• _Recorded data_:
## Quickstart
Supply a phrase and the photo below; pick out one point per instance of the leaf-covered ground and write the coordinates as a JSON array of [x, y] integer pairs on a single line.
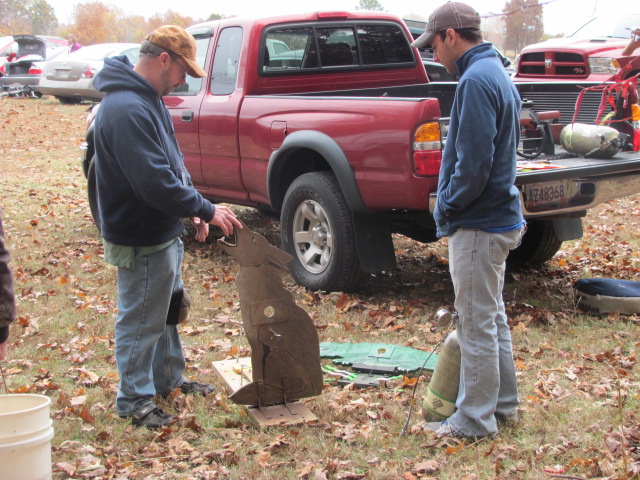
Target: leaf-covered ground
[[578, 374]]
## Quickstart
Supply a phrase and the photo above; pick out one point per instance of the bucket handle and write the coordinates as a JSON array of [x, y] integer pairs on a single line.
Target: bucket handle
[[4, 380]]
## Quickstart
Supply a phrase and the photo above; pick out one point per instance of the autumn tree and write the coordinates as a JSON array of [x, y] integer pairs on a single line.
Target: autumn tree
[[94, 23], [34, 16], [523, 23], [493, 30], [168, 18], [42, 16], [132, 28], [371, 5]]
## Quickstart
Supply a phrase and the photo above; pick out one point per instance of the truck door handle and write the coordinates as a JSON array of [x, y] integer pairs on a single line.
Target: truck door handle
[[187, 116]]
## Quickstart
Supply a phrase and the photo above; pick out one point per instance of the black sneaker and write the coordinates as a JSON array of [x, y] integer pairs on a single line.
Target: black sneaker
[[149, 416], [196, 388]]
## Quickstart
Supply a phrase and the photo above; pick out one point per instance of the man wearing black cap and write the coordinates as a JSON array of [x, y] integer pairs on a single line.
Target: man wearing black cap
[[478, 208], [144, 192]]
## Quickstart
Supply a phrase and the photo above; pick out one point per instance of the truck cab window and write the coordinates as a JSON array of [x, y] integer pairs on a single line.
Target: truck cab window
[[290, 48], [295, 48], [337, 46], [225, 62], [193, 85]]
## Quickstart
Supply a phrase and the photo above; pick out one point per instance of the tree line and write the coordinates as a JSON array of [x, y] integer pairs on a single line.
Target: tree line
[[93, 22], [519, 24]]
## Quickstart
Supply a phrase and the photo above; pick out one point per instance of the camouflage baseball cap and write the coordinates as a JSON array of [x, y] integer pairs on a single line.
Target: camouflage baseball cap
[[179, 42], [454, 15]]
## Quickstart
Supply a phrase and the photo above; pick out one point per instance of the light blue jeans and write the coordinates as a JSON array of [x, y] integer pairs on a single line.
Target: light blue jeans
[[487, 374], [148, 351]]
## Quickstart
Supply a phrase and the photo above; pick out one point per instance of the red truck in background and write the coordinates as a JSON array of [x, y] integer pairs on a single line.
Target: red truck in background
[[329, 120], [551, 74]]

• _What you need to do_: Extract exactly and only the lines above from the line containing "Target: leaf-covered ground" through the line containing "of the autumn", both end lines included.

• _Answer box_:
Target: leaf-covered ground
[[578, 374]]
## Quickstart
Supply a phrase and the photo above; pick out one point per instance of the bucket handle and write the coordinates as a JSON array of [x, y] integer pairs on a single line.
Target: bucket handle
[[4, 380]]
## Quickstart
Supply a phrase and the photo above; pick out one point per instance of the autumn tree and write the coordinates as a JSON array of [x, y] integer pairs on a single line.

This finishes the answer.